Task directions: Reproduce all of the data below without alteration; exclude every picture.

Data extract:
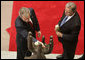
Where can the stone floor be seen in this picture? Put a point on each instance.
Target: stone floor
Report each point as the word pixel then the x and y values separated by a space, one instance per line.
pixel 12 55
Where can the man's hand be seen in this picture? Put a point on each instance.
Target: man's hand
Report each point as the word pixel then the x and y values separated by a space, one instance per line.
pixel 59 34
pixel 39 33
pixel 56 27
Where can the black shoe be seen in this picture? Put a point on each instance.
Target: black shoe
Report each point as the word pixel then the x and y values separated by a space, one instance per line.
pixel 59 57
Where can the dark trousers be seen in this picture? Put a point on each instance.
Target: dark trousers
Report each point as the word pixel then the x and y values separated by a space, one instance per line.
pixel 22 49
pixel 69 50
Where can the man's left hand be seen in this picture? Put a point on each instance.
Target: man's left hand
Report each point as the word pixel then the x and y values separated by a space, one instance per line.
pixel 59 34
pixel 39 33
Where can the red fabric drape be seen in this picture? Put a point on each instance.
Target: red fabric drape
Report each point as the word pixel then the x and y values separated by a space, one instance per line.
pixel 48 14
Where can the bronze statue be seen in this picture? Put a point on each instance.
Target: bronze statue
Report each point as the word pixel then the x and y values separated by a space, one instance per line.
pixel 37 50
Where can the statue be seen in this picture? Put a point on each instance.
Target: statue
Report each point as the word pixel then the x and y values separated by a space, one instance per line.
pixel 37 50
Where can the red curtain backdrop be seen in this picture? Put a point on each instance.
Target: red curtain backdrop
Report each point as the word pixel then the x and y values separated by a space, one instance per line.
pixel 48 14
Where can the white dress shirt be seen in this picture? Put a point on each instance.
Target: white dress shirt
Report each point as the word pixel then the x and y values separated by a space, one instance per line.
pixel 69 17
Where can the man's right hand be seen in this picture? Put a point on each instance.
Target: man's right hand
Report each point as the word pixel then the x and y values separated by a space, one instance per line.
pixel 56 27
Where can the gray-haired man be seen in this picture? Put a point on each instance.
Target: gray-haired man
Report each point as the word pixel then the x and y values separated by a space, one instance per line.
pixel 25 22
pixel 68 31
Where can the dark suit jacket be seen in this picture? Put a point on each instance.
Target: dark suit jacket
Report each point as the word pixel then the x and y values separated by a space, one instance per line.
pixel 70 29
pixel 22 28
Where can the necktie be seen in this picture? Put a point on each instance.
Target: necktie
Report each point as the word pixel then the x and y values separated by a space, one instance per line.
pixel 63 21
pixel 31 24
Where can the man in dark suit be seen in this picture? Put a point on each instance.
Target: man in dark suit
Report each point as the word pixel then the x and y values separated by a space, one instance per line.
pixel 69 28
pixel 25 22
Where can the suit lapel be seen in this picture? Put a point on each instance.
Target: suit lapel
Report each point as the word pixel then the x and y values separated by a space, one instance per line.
pixel 67 21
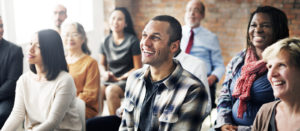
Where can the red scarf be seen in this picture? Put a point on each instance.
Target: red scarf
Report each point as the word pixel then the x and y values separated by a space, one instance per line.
pixel 251 70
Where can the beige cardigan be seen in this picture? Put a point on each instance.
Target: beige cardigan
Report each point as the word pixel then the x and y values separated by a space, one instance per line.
pixel 86 75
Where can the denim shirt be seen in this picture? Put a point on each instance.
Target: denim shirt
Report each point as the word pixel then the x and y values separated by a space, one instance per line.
pixel 206 47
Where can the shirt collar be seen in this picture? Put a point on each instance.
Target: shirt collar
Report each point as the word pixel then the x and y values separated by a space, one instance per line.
pixel 195 30
pixel 173 78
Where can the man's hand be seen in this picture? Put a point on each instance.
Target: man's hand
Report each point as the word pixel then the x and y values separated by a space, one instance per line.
pixel 228 127
pixel 211 80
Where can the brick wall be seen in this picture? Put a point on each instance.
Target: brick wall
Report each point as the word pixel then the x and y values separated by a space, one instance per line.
pixel 226 18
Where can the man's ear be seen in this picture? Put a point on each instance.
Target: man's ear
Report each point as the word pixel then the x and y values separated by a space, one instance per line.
pixel 175 46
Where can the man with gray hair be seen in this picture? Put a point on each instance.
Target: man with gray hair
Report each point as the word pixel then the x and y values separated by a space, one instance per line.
pixel 59 16
pixel 201 43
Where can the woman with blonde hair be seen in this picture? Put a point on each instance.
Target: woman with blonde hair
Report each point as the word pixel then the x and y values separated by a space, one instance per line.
pixel 83 68
pixel 283 63
pixel 246 87
pixel 119 55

Solution for this exercise:
Where can the stone floor be seen in this picture? Put a point on each instance.
Target: stone floor
Report each point as the word pixel then the x and y values separated by a space, one instance per line.
pixel 12 55
Where can the man's hand be seen in this picture? Put a point on each instance.
Target: man's hand
Report each point as the word pixel then the x and y values separated by a space, one instance per line.
pixel 59 34
pixel 39 33
pixel 56 27
Where can the black shoe be seen in this picture? Put a point on each instance.
Target: black shoe
Report each point as the word pixel then the x and y values separated by a space, one instance per line.
pixel 59 57
Where can the dark trousers be seen in this picture? Put a point on each instance.
Target: dark trousers
Report each point as the word pixel then the x and y values separated by a space, one instance per line.
pixel 22 49
pixel 69 50
Where can the man's left hand be seen in this picture? Put a point on each instance.
Target: man's left hand
Report each point as the word pixel then the x and y values separated by a space, one instance per line.
pixel 59 34
pixel 39 33
Where can the red fabric drape be seen in this picture? Put a point on each instance.
Target: red fabric drape
Report each point as the word pixel then the x and y values separated by a space, one instance per line.
pixel 48 14
Where can the bronze statue be seen in this picture? Put a point on each instance.
Target: bronze statue
Report each point as the word pixel then the x and y values separated by a space, one instance per line.
pixel 37 50
Where can the statue be seen in this picture? Put a point on each instance.
Target: statue
Report each point as the word pixel then the x and y values separated by a space, one instance per line.
pixel 37 50
Where can the red curtain backdrop be seen in this picture? Put a point on each instance.
Target: red curtain backdrop
Report each point as the word pixel then the x and y values separated by a space, one instance per line.
pixel 48 14
Where can the white dress shirt be seen in this picture? Put a point on each instance.
Target: white dress shirt
Report each point as the word pixel then the x and y values separated by a space, one instance per line.
pixel 69 17
Where can the man's right hand be seen in this picture? Put a point on each instance.
Target: man's right hand
Report each point as the word pixel then the x and y values separated by a space, one instance per line.
pixel 56 27
Where can the gray-haired man be seen in this picture? Put a point on each instance.
Target: gray-haired man
Report each point as the word pixel then the x and y values separated by a space, one instance per line.
pixel 25 22
pixel 68 31
Where can the dark suit jacket be seen in this picture? Put a point on each instance.
Target: dark suit jacket
Report each point as the word pixel then the x and y values separated by a space, one instance per line.
pixel 70 29
pixel 22 28
Where can the necktie be seen in this picture? Put a point on each instance.
Target: necktie
Report each point as the word pixel then the x and y values separated by a space, one instance per line.
pixel 63 21
pixel 31 24
Where can the man in dark suit be seen in this picture? Put a point on each instance.
Target: man in dark suit
Report each point as the word pixel then the x and y values separated by a space, one instance per line.
pixel 69 28
pixel 25 22
Where can the suit lapel be seen in this picture? Put a point on each instance.
Target: suit lapel
Report each point as the word pixel then the x and y values separated by a space, one instance per line.
pixel 67 21
Where can the red scarf be seen in this picture? Put a point on each instance.
Target: red scarf
Report each point as the word pixel then the x and y values separated by a space, one instance per line.
pixel 251 70
Where can the beige cardigan be seen in this picture? Put a point on each instance.
Target: beige cardigan
Report each point as the word pixel then the x and y values separated by a space, one instance per line.
pixel 86 75
Where can the denim shirt be seen in this picture? Put a point on each instance.
Target: denim shirt
Report each point as the word pixel then the x and y values separated by a space, one instance per line.
pixel 206 47
Where can the shirt collar be seen in this picture? Put a point on each instance.
Target: shirt collar
Report each point as the word pixel then the x and y values separated by a space, one instance per line.
pixel 195 30
pixel 173 78
Where can the man's hand be seen in this picture? Put a point on each instance.
Target: man's hand
Report each point as the word pixel then the x and y values separated by a space, one instance per line.
pixel 228 127
pixel 211 80
Where can the brick wall be seen in this picture? Put a point on each instance.
Target: brick wall
Report each point as the word pixel then the x and y values separated by a space, one instance per line.
pixel 226 18
Where can the man's ear be seen in this picture? Put a point on each instance.
Target: man's ear
Report each point as the word pixel then the x and y values separated by a space, one instance per line.
pixel 175 46
Where can the man with gray hair be seen in this picture? Put a point on each instance.
Target: man with gray hair
Report each point as the word pixel then the x and y values separated by a space, one instance per line.
pixel 59 16
pixel 201 43
Where can the woman with blonde hair be seen in this picture? Put a point on each instance.
Target: woman with blonde hair
Report each point as the word pixel then the x and y values separated by a space, one instance per line.
pixel 83 68
pixel 283 63
pixel 246 87
pixel 119 55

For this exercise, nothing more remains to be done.